# start of GIVEN DATA

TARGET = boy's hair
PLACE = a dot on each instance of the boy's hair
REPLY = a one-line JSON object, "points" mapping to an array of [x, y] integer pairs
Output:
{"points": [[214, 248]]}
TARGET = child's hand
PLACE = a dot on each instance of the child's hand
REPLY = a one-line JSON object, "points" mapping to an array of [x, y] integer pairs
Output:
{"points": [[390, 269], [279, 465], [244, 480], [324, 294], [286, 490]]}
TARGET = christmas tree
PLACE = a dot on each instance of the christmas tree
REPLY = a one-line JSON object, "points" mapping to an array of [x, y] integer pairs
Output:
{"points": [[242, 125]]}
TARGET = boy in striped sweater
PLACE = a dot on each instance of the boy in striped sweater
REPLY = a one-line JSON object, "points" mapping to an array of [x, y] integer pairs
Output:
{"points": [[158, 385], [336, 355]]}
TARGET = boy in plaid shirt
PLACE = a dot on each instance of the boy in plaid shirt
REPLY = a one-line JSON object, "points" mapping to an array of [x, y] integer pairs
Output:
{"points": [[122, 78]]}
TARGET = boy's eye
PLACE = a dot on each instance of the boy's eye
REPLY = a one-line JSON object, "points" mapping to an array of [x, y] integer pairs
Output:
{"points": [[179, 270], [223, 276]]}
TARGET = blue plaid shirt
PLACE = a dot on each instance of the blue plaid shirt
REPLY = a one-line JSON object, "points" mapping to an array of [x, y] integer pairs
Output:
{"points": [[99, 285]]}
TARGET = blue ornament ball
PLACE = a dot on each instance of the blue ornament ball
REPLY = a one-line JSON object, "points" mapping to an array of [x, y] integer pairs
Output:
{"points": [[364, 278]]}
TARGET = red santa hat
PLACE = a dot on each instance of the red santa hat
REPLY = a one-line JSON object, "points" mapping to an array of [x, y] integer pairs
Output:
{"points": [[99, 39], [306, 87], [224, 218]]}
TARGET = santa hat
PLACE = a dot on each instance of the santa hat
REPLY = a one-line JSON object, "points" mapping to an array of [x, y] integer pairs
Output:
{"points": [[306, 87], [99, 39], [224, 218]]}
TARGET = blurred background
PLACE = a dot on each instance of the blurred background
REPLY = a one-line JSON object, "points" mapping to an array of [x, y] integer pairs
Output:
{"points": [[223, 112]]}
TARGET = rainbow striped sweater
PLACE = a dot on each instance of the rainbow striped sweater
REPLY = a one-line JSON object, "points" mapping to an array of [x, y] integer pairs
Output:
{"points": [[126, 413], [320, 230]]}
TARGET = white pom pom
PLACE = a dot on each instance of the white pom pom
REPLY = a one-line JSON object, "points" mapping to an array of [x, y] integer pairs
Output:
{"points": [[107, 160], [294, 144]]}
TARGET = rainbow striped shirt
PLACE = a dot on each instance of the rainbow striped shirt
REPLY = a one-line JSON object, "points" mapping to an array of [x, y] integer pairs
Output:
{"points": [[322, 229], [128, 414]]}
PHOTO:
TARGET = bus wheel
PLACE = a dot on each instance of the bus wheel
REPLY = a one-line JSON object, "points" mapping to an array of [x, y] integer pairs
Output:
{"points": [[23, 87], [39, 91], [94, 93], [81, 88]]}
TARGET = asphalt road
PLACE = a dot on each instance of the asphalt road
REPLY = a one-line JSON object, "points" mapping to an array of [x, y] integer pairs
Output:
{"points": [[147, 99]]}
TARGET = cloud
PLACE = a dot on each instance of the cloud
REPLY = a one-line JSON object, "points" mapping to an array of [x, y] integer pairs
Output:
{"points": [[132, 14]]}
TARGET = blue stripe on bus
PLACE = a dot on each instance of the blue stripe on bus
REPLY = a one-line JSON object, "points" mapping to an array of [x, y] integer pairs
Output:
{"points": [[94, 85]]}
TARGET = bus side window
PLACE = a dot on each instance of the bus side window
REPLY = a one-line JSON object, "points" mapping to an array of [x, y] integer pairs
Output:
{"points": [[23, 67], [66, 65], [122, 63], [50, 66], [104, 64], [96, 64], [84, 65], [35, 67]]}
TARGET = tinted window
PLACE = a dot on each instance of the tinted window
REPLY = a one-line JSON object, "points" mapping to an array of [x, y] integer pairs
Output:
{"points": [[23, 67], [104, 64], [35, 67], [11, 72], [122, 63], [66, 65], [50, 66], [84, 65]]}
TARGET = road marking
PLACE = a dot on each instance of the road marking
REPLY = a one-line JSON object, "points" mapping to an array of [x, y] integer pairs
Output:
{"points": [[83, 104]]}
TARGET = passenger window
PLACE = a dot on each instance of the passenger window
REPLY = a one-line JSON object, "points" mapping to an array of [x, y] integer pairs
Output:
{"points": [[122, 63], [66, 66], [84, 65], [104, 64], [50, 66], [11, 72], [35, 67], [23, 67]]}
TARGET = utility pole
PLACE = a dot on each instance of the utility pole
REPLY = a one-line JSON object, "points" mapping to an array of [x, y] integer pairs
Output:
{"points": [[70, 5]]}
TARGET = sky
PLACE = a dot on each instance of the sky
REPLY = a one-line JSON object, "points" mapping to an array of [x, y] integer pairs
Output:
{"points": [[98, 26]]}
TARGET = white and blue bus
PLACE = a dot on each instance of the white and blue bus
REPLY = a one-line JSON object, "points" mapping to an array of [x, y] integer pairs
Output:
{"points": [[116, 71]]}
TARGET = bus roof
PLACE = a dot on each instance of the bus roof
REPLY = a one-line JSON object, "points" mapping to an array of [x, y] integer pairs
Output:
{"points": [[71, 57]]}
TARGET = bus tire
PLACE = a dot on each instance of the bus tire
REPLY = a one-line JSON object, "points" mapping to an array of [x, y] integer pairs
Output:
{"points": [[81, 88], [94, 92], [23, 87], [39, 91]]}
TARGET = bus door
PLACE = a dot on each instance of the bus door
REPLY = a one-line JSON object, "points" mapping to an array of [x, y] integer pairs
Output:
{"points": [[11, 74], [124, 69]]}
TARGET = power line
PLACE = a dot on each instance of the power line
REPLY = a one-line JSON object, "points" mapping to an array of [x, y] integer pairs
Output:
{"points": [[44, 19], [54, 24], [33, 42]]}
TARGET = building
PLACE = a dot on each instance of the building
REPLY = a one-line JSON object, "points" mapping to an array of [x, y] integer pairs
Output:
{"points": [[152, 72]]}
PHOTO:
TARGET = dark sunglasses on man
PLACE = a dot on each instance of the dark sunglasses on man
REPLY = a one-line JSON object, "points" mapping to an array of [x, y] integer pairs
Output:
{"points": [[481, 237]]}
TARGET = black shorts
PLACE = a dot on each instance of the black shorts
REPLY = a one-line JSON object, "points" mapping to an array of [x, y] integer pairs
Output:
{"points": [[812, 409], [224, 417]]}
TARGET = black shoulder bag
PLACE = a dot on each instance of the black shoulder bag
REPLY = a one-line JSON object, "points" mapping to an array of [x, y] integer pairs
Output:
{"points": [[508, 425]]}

# end of GIVEN DATA

TO BE DONE: Quote, without any change, each line from the one that contains "TARGET = bus door" through the end of the material.

EXERCISE OUTPUT:
TARGET = bus door
PLACE = a dot on each instance of the bus door
REPLY = a one-line JSON object, "points" mapping to an array of [x, y] integer pairs
Output:
{"points": [[11, 74], [124, 69]]}
TARGET = power line
PLACE = a dot on each instance of the power line
REPLY = a one-line JSON object, "points" mapping to an array of [x, y] integer pairs
Output:
{"points": [[44, 19], [54, 24], [33, 42]]}
TARGET = building
PLACE = a dot on each instance of the building
REPLY = a one-line JSON object, "points" mapping to an array of [x, y] integer pairs
Output:
{"points": [[152, 72]]}
PHOTO:
TARGET = dark sunglasses on man
PLACE = a dot on each instance of the dark sunglasses on man
REPLY = a one-line JSON object, "points" mapping to an array of [x, y] integer pairs
Output:
{"points": [[481, 237]]}
TARGET = black shorts
PLACE = a dot on each instance of the black shorts
REPLY = a one-line JSON object, "points" mapping to an array of [x, y] integer pairs
Output:
{"points": [[812, 409], [224, 417]]}
TARGET = black shoulder bag
PLACE = a dot on each instance of the black shoulder bag
REPLY = a one-line JSON object, "points" mapping to an array of [x, y] integer pairs
Output:
{"points": [[508, 425]]}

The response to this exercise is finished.